Task: Find every line in the listing below that contains the string "coat", matching case exactly, and copy each of those lines.

Entries shown:
----------

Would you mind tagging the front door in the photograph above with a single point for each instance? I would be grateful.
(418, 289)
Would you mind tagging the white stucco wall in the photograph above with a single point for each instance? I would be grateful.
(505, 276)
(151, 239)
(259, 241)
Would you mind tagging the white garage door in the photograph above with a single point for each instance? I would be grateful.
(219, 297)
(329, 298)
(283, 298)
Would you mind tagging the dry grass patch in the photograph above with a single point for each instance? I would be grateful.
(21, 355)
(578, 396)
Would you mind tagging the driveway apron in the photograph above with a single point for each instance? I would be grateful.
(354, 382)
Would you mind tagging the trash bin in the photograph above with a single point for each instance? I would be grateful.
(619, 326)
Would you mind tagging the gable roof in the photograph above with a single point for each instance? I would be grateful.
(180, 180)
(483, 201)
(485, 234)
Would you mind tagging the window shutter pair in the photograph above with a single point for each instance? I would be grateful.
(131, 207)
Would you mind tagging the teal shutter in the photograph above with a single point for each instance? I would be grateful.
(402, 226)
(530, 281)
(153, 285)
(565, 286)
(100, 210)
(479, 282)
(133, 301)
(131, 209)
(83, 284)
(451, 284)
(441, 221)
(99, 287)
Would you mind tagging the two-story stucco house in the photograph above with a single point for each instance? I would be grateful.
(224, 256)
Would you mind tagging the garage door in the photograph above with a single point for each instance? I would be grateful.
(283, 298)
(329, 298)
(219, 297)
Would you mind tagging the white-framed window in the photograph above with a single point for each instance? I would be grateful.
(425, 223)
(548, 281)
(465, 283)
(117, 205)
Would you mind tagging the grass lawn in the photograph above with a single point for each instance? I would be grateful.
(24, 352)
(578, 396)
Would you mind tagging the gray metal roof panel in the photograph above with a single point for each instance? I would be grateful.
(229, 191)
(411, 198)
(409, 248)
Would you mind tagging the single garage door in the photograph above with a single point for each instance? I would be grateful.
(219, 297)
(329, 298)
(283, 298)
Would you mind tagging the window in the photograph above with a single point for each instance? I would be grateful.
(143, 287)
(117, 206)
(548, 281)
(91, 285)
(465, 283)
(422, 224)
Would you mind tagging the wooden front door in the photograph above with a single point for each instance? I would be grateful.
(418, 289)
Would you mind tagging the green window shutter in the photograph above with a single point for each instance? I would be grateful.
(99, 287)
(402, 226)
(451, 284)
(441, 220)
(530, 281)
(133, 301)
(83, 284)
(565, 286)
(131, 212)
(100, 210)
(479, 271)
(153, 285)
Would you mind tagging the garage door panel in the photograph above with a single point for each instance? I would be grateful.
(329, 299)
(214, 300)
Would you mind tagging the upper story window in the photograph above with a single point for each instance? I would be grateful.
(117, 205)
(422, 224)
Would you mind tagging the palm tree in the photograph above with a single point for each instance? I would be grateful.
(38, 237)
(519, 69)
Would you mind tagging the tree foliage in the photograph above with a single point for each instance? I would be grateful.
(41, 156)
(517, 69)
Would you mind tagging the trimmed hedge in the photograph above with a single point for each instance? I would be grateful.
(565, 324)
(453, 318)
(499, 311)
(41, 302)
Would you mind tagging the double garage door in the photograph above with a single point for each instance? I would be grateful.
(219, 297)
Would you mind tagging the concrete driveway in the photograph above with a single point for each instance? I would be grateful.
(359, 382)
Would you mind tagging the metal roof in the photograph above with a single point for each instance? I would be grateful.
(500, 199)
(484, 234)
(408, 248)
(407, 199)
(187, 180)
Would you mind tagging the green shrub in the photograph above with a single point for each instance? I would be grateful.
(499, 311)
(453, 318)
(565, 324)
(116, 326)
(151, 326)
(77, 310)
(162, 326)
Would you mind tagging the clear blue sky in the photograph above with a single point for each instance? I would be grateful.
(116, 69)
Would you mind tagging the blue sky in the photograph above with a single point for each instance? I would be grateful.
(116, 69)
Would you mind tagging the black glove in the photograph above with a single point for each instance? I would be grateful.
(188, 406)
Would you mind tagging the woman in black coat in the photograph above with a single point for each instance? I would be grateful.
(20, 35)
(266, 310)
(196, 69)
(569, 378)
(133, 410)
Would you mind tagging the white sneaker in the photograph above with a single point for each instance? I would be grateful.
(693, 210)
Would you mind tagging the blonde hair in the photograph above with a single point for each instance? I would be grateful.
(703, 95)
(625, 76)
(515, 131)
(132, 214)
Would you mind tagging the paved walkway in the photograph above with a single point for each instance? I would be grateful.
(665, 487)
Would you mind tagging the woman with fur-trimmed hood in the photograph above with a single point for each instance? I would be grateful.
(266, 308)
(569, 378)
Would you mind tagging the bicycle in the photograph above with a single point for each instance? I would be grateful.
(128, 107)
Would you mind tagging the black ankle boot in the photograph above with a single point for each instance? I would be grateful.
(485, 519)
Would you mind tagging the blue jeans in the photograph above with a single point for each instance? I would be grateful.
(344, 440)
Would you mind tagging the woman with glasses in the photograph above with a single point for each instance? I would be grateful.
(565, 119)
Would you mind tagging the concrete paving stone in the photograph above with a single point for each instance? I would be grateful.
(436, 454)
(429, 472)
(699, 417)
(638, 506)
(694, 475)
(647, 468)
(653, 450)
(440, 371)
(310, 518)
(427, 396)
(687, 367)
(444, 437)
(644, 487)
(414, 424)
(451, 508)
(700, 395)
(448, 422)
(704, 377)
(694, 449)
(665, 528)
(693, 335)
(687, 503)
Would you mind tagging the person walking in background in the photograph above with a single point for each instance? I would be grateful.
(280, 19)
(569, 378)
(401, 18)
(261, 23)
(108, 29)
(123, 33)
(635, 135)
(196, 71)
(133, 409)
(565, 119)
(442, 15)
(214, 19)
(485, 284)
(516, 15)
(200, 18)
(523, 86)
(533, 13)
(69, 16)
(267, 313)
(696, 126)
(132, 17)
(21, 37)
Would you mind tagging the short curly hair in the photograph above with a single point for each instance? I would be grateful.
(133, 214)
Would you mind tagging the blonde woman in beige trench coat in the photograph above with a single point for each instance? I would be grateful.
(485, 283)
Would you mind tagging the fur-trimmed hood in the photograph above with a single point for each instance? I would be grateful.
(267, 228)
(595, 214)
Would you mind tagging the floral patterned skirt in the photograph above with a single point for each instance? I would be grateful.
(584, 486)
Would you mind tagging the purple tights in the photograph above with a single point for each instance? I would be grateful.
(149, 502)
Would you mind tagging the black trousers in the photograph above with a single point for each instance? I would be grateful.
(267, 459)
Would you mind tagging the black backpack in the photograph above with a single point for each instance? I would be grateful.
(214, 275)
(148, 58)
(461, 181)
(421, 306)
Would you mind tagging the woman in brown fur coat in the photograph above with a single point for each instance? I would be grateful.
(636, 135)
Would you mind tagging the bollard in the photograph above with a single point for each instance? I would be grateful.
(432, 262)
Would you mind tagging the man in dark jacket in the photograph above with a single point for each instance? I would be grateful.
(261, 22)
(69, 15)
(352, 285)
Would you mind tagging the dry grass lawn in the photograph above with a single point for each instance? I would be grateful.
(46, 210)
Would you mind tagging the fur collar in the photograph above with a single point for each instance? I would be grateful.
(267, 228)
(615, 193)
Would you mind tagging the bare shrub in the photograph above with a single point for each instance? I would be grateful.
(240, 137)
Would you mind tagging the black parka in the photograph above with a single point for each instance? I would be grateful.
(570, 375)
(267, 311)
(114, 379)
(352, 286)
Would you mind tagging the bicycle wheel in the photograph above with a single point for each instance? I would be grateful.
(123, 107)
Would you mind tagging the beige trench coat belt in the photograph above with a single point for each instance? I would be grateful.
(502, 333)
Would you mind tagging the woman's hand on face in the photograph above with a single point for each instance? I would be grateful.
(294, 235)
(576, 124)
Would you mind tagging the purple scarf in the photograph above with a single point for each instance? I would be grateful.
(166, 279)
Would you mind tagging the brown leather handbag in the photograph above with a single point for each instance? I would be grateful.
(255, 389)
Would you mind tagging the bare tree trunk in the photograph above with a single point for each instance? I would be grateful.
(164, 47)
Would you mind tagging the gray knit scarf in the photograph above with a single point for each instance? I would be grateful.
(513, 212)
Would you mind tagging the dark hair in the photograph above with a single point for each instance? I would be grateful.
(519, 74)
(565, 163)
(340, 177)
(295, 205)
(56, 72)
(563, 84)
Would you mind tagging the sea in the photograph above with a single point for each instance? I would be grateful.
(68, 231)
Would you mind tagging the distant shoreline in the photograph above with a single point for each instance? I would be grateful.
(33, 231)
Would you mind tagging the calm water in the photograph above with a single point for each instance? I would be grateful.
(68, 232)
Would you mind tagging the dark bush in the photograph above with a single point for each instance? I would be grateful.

----------

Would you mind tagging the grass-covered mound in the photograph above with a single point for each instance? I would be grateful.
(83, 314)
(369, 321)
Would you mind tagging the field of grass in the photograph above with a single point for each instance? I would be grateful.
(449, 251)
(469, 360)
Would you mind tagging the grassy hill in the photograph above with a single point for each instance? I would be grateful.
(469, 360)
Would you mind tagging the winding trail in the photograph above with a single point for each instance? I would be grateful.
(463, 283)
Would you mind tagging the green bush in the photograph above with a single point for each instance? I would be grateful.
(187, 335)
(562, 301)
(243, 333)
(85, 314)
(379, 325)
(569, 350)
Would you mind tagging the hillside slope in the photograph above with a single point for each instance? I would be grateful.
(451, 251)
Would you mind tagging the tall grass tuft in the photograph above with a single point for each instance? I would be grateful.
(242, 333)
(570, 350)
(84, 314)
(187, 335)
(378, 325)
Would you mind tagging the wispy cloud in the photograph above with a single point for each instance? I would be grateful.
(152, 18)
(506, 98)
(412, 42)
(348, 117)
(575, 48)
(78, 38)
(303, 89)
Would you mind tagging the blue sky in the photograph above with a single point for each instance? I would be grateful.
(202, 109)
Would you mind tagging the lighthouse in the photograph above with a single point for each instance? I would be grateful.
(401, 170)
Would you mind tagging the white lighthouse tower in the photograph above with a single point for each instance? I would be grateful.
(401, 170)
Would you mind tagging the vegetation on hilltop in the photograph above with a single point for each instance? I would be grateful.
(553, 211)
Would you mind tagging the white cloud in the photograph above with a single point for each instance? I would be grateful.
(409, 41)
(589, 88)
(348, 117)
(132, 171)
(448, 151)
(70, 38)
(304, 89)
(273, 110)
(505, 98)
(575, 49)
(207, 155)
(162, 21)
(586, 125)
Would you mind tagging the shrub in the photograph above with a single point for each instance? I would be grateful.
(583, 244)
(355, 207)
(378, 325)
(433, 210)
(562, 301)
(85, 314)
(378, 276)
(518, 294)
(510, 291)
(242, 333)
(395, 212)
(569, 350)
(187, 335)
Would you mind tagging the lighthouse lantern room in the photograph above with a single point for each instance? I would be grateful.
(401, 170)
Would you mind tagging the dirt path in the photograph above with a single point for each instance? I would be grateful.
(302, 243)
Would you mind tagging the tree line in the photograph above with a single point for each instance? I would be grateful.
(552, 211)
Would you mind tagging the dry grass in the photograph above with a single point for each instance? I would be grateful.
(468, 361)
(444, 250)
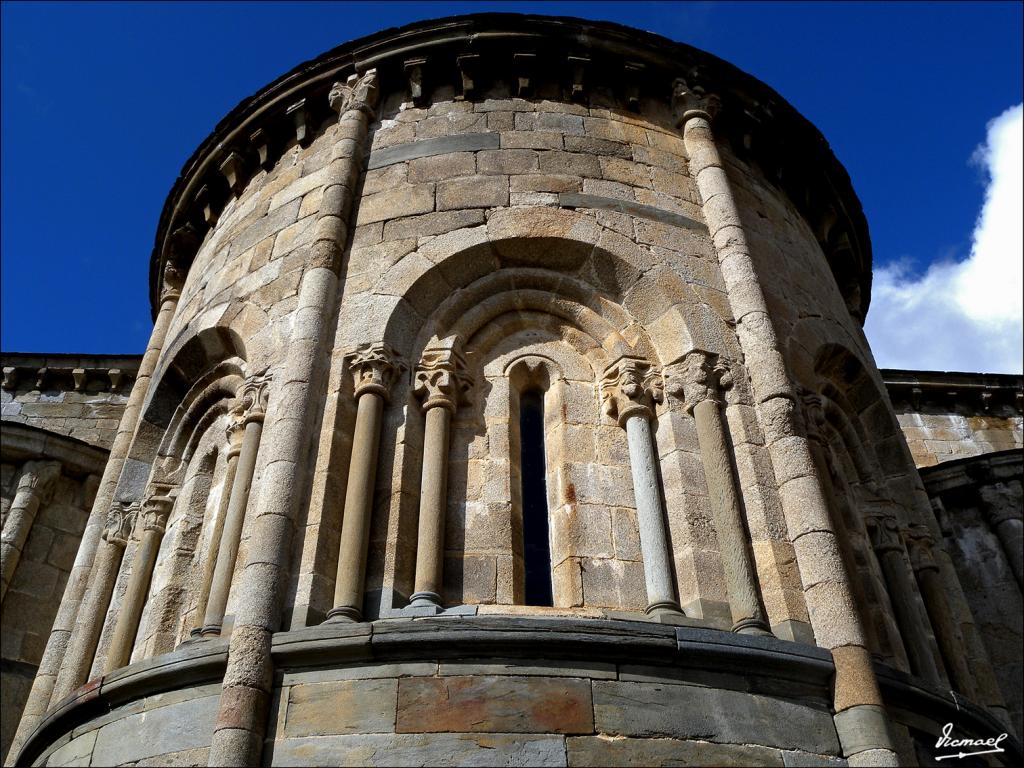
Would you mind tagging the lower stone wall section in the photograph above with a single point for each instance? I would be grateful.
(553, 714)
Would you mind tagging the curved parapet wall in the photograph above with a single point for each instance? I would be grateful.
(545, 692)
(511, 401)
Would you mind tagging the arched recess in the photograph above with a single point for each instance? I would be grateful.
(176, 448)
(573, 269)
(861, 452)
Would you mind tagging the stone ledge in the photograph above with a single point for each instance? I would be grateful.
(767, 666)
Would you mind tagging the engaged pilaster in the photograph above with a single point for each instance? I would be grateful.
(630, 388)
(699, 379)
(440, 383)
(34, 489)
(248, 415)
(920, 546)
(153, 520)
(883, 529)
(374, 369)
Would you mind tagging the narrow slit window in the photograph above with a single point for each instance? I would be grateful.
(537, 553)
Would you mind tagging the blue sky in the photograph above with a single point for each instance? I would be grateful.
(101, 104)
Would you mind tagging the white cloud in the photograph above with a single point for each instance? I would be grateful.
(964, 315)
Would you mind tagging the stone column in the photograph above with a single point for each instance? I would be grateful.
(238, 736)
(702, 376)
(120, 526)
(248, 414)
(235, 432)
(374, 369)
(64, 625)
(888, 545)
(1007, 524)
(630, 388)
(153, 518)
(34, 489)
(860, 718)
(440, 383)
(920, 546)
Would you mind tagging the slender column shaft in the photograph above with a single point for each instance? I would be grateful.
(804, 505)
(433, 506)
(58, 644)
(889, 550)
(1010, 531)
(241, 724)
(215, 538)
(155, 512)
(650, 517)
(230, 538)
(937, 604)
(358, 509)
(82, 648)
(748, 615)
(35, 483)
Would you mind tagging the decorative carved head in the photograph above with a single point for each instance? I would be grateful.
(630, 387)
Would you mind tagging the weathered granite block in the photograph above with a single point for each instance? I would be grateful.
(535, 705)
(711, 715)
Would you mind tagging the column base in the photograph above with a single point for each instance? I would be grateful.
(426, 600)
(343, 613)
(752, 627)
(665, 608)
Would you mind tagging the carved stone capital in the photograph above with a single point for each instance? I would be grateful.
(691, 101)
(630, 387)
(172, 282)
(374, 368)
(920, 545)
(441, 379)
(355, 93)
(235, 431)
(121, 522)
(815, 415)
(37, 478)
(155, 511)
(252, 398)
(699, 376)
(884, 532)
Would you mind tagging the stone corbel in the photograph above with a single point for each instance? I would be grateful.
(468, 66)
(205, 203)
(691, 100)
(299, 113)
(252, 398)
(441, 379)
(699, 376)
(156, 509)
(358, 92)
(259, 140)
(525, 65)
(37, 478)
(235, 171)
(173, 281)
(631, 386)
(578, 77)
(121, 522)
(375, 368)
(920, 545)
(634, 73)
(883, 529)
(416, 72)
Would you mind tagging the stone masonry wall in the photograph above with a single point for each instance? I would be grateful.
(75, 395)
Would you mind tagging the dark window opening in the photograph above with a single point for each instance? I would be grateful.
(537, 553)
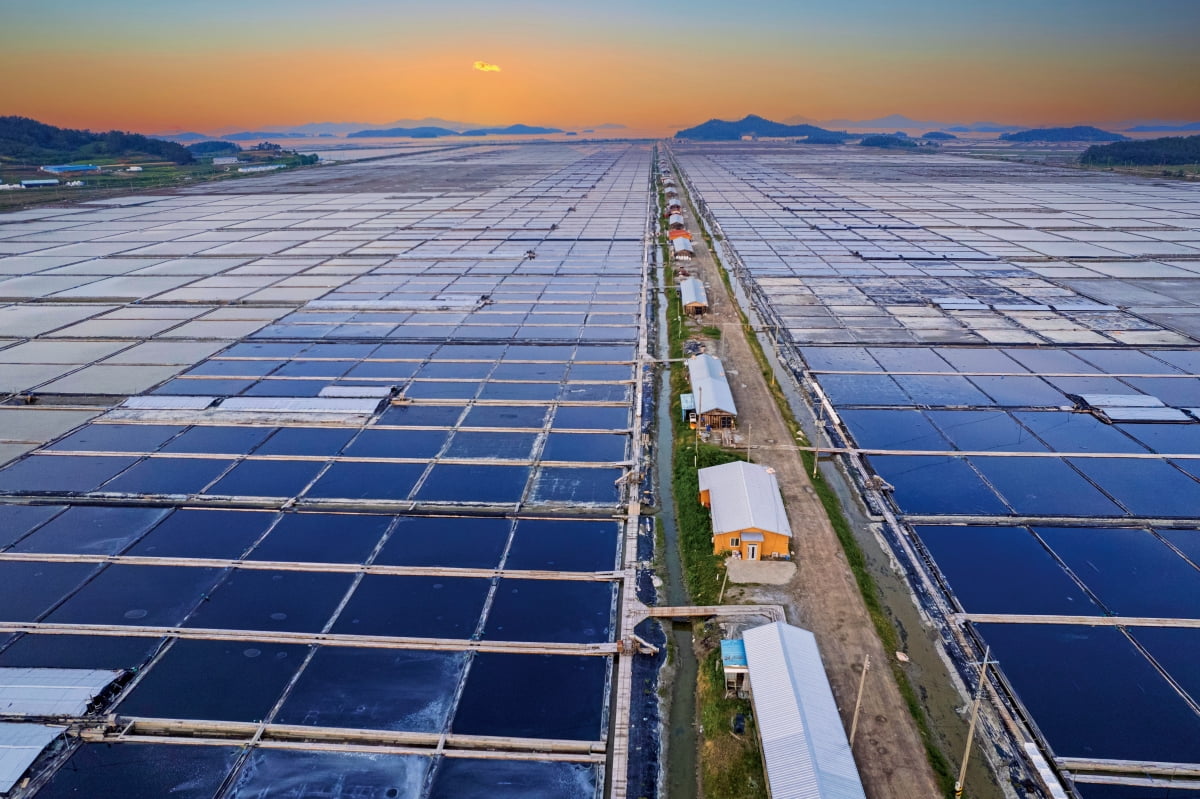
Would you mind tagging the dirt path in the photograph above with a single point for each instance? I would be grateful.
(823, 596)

----------

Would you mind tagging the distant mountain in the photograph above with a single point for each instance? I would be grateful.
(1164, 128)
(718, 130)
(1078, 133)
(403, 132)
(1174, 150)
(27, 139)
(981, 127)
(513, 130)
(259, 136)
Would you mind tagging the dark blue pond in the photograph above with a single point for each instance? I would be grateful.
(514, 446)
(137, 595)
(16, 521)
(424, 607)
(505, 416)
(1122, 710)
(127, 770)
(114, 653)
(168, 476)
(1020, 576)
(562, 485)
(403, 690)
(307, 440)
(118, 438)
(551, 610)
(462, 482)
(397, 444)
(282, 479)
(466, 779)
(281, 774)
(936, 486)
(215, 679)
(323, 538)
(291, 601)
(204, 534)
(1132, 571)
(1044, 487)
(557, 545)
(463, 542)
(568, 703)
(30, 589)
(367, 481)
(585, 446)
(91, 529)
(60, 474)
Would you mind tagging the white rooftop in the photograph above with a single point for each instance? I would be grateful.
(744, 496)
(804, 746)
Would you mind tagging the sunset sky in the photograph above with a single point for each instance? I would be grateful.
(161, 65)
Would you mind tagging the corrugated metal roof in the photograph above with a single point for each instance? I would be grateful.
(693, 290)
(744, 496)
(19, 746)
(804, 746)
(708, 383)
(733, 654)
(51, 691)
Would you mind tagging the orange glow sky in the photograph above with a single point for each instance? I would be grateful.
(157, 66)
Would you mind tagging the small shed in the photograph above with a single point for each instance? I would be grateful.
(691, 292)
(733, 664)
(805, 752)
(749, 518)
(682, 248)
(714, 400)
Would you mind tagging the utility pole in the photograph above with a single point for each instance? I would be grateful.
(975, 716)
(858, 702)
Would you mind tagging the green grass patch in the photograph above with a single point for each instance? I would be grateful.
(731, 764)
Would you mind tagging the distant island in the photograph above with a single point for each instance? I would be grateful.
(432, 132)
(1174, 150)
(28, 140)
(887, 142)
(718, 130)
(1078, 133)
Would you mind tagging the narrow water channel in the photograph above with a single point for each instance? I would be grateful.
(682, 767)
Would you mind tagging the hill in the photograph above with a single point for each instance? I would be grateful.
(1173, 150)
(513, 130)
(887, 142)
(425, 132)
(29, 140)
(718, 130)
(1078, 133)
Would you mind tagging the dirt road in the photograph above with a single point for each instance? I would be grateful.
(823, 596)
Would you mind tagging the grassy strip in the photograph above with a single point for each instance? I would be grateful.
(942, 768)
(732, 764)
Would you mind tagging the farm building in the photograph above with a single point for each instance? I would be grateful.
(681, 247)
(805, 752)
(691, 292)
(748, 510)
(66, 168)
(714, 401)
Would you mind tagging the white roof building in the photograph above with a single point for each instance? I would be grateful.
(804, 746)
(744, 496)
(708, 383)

----------

Solution to this exercise:
Would you mind tagging the woman in black coat in the photograph above with a single point for each instance? I would be grateful.
Would you mind tagging the blonde woman in beige trench coat in the photograph above with a single point for each instance? I would be grateful.
Would you mind tagging the woman in brown fur coat in the photograph above with a single point for each instance? I would be grateful.
Would you mind tagging the beige trench coat belt in the photograph above with a single point for each instance? I would be grateful.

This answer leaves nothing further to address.